**Study material:**
- - - - - - -

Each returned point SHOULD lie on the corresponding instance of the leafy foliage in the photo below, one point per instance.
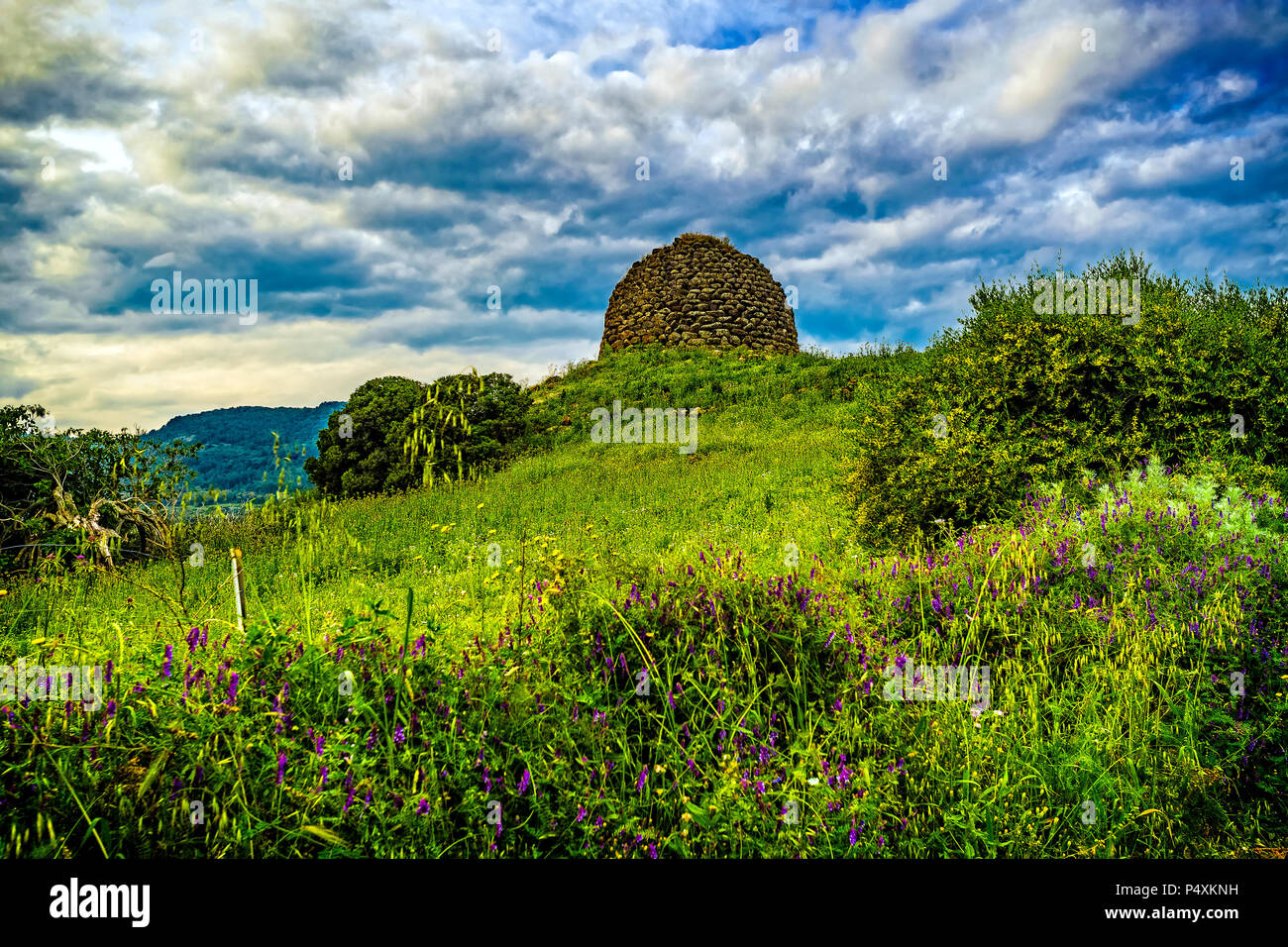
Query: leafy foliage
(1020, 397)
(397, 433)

- - - - - - -

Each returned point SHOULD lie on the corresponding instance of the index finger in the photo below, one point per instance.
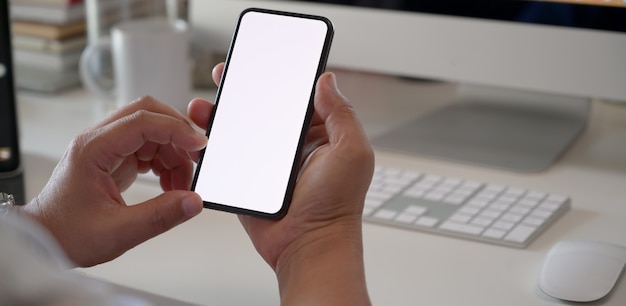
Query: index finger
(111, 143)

- - - - - - -

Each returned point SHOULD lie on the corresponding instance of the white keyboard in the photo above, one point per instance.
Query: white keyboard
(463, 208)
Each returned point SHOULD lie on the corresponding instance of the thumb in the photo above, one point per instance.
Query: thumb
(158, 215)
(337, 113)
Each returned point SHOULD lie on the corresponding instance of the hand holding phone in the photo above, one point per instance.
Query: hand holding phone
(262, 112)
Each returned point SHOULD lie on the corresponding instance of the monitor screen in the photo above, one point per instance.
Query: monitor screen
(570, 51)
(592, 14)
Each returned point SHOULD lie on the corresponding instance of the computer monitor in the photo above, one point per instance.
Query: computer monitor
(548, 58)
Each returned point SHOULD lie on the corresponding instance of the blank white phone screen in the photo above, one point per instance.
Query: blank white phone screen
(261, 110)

- - - - - - -

**Exercise details:**
Number of lines above that include "below": state it and nothing else.

**Solution to this exercise:**
2